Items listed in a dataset
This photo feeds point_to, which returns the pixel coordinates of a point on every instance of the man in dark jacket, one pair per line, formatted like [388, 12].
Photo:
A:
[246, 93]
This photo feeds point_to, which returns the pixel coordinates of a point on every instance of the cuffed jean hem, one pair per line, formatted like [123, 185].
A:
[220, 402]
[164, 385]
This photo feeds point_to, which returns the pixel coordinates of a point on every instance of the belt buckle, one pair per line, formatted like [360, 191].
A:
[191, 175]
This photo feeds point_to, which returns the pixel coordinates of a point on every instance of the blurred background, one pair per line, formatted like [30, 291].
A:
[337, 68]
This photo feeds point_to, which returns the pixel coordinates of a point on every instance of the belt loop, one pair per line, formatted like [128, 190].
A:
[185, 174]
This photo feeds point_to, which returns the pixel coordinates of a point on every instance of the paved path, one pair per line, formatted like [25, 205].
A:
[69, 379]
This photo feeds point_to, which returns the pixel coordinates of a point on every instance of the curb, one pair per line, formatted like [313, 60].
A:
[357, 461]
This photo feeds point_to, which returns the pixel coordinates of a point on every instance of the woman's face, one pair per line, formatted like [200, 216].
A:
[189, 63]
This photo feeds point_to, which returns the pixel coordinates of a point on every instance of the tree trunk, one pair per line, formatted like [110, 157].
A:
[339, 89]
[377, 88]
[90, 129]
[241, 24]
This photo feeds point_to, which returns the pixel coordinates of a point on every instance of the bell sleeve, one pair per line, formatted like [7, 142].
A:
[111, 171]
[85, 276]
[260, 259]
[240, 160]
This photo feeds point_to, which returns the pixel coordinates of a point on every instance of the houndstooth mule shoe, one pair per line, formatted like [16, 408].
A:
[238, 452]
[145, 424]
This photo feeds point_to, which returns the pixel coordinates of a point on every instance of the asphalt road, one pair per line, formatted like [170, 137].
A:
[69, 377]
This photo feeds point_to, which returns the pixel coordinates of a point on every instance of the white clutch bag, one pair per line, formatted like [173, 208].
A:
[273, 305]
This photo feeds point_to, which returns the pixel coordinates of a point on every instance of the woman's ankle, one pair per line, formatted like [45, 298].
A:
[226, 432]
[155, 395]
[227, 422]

* **Work order**: Exactly as written above, please repeat the entries.

* **Solution**:
This photo feeds point_to, which returns the pixel coordinates of a point on every instance of the man in dark jacket, one pair per line, formatted like [388, 12].
Photo:
A:
[246, 93]
This photo feeds point_to, which returns the pixel coordinates of a point on every instance of the cuffed jean hem, one pair per line, formatted like [123, 185].
A:
[220, 402]
[164, 385]
This photo feeds point_to, which returns the pixel coordinates of a point on every instance of the belt buckle, one pair per line, formatted like [360, 191].
A:
[191, 175]
This photo feeds point_to, which returns the pixel coordinates of a point on every instance of the blurred background, one pair per line, formatted like [30, 291].
A:
[337, 68]
This photo feeds point_to, which returns the pixel coordinates of a point on every instance of the belt loop, one pair per line, formatted like [128, 190].
A:
[185, 174]
This photo feeds point_to, which returns the pixel coordinates of a point on every instance of the paved path, one pair per line, formatted like [25, 205].
A:
[69, 379]
This photo feeds point_to, which returns the pixel coordinates of a point on every instance of the curb, one pair per line, formatted like [313, 60].
A:
[357, 461]
This photo feeds point_to, which returns the pixel coordinates of a point on every instance of the woman's face, one pair per line, formatted like [200, 216].
A:
[189, 63]
This photo feeds point_to, which returns the pixel coordinates of a point on every instance of the tree trunk, one pair per line, formatted like [110, 157].
A:
[339, 89]
[377, 88]
[90, 129]
[241, 24]
This photo feeds point_to, which returns the pixel coordinates of a point on every instance of the bell sleeve, one pair per line, formatted like [7, 142].
A:
[111, 171]
[85, 276]
[260, 259]
[240, 160]
This photo feeds point_to, which returns the pixel coordinates of a point on every instance of the houndstooth mule shoe, one pair per line, formatted like [16, 408].
A:
[238, 452]
[145, 424]
This photo feeds point_to, which returns the pixel coordinates of a point on every instance of the asphalt road, one pair per line, formatted like [170, 137].
A:
[69, 377]
This photo feeds point_to, which returns the pixel coordinates of a point on every instance of the white clutch bag, one pair per line, formatted like [173, 208].
A:
[273, 305]
This photo feeds point_to, which returns the pixel coordinates of a point on every instance of the woman's ankle, one pair per line, formatted like [45, 298].
A:
[226, 432]
[155, 395]
[227, 422]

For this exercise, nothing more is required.